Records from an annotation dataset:
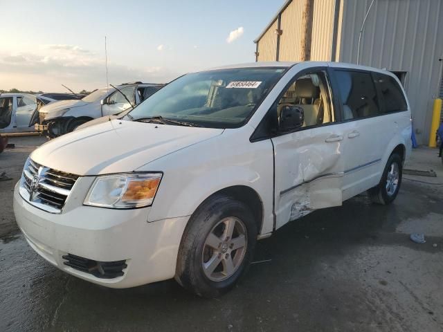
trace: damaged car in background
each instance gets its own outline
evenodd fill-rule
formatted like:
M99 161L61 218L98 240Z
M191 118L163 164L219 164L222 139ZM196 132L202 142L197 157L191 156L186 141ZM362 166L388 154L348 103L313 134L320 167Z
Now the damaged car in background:
M70 133L86 122L113 116L140 104L164 84L125 83L93 91L80 100L62 100L42 107L35 129L53 138Z
M392 203L410 116L398 78L370 67L189 73L121 119L35 150L15 218L40 256L79 278L117 288L175 278L217 297L246 271L257 240L287 223L365 191Z
M39 124L39 111L58 100L75 100L82 95L44 93L0 93L0 133L24 133L35 131Z

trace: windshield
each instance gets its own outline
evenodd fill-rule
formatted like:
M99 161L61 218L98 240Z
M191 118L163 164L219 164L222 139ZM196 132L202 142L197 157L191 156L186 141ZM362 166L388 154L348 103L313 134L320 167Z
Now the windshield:
M109 91L112 92L114 90L114 89L107 88L99 89L98 90L96 90L94 92L89 93L88 95L82 98L82 100L86 102L96 102L105 98L108 95Z
M125 120L161 116L212 128L242 125L282 77L283 68L243 68L188 74L134 108Z

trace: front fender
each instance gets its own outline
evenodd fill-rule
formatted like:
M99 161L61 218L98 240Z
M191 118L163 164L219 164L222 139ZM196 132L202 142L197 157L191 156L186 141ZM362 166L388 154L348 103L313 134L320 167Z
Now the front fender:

=== THE TASK ===
Look above for the line that holds "trace: windshield", then copy it and each line after it exactly, through the last line of the data.

=== TASK OUTPUT ===
trace: windshield
each instance gets its own outline
evenodd fill-rule
formatted like:
M99 161L61 218L98 240Z
M191 118L163 164L219 164L222 139ZM196 132L202 142L197 157L191 156L186 141ZM362 166L388 154L348 103L313 134L320 167Z
Now the windshield:
M109 91L112 92L114 90L114 89L107 88L99 89L98 90L96 90L94 92L89 93L88 95L82 98L82 100L86 102L96 102L105 98L108 95Z
M125 120L161 116L212 128L242 125L282 77L283 68L243 68L188 74L134 108Z

trace: front fender
each instance gets its own outline
evenodd fill-rule
formatted like:
M99 161L61 218L98 240Z
M191 118L163 164L219 164L222 139ZM196 132L202 142L197 157L191 156L186 141ZM362 166L388 154L348 103L313 134L320 167Z
Now the front fender:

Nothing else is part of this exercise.